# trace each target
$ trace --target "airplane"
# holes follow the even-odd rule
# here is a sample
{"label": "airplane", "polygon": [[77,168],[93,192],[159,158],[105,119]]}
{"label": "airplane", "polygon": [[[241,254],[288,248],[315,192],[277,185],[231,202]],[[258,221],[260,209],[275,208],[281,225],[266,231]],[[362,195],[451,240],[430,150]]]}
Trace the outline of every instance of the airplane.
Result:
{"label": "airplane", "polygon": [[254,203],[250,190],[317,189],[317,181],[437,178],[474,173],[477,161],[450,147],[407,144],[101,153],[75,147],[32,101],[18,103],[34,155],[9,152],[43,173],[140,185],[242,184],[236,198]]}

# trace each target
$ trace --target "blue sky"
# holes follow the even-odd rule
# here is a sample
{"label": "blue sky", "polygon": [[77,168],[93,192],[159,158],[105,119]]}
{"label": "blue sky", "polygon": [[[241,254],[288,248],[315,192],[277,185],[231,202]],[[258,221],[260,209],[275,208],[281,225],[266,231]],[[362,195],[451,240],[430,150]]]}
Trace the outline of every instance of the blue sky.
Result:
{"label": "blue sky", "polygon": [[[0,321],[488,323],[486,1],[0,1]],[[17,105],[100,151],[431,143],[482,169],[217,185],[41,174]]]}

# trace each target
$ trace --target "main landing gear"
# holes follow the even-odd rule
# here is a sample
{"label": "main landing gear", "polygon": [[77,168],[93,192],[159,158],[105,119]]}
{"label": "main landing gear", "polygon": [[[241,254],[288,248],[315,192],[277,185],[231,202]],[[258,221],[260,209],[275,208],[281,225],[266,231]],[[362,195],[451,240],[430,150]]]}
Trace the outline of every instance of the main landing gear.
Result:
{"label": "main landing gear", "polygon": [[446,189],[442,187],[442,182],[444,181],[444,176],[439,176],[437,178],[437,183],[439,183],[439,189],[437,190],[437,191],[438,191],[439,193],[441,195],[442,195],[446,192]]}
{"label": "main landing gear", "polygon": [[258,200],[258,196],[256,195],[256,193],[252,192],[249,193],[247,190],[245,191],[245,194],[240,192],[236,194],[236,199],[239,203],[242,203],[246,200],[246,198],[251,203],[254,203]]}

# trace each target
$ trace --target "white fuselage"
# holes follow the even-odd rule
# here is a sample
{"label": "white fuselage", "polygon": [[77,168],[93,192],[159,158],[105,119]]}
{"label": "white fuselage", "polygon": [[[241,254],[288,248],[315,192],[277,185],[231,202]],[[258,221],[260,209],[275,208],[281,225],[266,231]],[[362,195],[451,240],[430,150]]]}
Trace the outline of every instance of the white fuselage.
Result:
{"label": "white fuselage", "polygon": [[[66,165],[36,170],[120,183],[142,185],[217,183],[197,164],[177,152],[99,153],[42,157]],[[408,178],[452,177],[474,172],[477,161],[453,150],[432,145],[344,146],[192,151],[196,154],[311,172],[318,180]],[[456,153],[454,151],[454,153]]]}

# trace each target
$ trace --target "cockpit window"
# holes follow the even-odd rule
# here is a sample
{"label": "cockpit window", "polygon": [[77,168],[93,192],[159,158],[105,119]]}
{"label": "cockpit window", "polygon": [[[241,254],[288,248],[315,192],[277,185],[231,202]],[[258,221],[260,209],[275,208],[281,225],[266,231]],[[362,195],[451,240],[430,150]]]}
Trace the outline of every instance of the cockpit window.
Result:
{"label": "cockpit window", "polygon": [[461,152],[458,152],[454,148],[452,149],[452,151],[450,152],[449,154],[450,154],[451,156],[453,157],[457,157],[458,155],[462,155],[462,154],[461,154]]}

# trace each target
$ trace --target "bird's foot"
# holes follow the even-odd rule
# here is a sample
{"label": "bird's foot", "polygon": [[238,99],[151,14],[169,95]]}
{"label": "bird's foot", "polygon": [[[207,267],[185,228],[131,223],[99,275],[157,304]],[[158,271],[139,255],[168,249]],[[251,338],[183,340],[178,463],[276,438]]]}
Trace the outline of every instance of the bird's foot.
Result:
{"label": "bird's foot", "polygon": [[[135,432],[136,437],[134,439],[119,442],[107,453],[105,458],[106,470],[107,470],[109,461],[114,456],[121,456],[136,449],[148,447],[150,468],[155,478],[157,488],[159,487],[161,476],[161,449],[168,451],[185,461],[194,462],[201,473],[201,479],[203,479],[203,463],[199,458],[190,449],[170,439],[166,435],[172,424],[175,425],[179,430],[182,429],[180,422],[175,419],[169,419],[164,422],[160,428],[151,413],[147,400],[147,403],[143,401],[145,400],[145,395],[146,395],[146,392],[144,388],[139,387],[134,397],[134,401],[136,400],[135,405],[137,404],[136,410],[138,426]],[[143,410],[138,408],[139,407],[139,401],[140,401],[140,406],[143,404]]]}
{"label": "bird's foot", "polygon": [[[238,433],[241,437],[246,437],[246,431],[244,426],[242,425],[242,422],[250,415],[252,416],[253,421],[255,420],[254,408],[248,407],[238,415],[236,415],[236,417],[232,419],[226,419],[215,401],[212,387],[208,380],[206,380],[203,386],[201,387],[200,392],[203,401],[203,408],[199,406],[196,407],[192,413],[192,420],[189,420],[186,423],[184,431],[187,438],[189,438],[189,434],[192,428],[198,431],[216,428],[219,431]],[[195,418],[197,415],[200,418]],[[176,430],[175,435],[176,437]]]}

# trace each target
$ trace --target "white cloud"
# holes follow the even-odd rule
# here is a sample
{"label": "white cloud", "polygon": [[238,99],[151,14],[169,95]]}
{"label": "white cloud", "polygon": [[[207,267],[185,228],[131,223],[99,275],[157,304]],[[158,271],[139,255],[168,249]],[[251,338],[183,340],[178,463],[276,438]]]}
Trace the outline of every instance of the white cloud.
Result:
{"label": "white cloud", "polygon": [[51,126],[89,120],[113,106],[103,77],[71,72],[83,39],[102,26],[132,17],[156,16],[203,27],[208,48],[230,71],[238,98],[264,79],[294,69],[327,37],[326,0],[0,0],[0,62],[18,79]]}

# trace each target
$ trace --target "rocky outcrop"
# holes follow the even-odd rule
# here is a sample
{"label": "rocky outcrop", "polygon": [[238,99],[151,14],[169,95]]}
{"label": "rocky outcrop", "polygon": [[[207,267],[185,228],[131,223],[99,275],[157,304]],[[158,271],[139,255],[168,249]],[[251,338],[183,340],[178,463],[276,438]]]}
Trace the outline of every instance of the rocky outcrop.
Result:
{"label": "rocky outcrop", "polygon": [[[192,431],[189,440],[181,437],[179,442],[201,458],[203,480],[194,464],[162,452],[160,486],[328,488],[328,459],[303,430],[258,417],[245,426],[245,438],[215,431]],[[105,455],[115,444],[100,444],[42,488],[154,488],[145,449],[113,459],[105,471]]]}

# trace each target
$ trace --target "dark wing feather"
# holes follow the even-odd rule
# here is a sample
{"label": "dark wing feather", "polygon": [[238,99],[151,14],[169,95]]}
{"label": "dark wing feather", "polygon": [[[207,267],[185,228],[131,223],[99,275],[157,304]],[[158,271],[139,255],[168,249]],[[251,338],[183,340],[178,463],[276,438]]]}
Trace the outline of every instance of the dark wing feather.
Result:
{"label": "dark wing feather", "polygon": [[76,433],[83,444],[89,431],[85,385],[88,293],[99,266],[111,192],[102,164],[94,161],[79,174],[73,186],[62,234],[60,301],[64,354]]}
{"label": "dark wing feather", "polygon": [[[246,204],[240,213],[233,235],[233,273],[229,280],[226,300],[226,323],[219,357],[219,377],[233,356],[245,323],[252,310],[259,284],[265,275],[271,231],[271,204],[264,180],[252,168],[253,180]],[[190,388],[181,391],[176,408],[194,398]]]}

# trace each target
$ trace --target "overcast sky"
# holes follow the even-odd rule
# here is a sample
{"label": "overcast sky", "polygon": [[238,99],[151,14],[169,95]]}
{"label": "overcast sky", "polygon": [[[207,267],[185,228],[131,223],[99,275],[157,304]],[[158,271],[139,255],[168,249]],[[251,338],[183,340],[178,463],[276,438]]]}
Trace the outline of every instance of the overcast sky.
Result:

══════════════════════════════

» EXERCISE
Pick out every line in the records above that contains the string "outcrop", and copy each one. Case counts.

» FINISHED TASK
$ trace --target "rocky outcrop"
{"label": "rocky outcrop", "polygon": [[238,99],[151,14],[169,95]]}
{"label": "rocky outcrop", "polygon": [[[207,267],[185,228],[131,223],[99,275],[157,304]],[[158,271],[139,255],[168,249]],[[251,338],[183,340],[178,463],[276,438]]]}
Trace the outline of every instance of the rocky outcrop.
{"label": "rocky outcrop", "polygon": [[[192,431],[189,440],[181,437],[179,442],[201,458],[203,480],[194,464],[162,452],[160,486],[328,488],[328,459],[303,430],[258,417],[245,426],[245,438],[215,431]],[[105,455],[115,444],[100,444],[42,488],[154,488],[145,449],[113,459],[105,471]]]}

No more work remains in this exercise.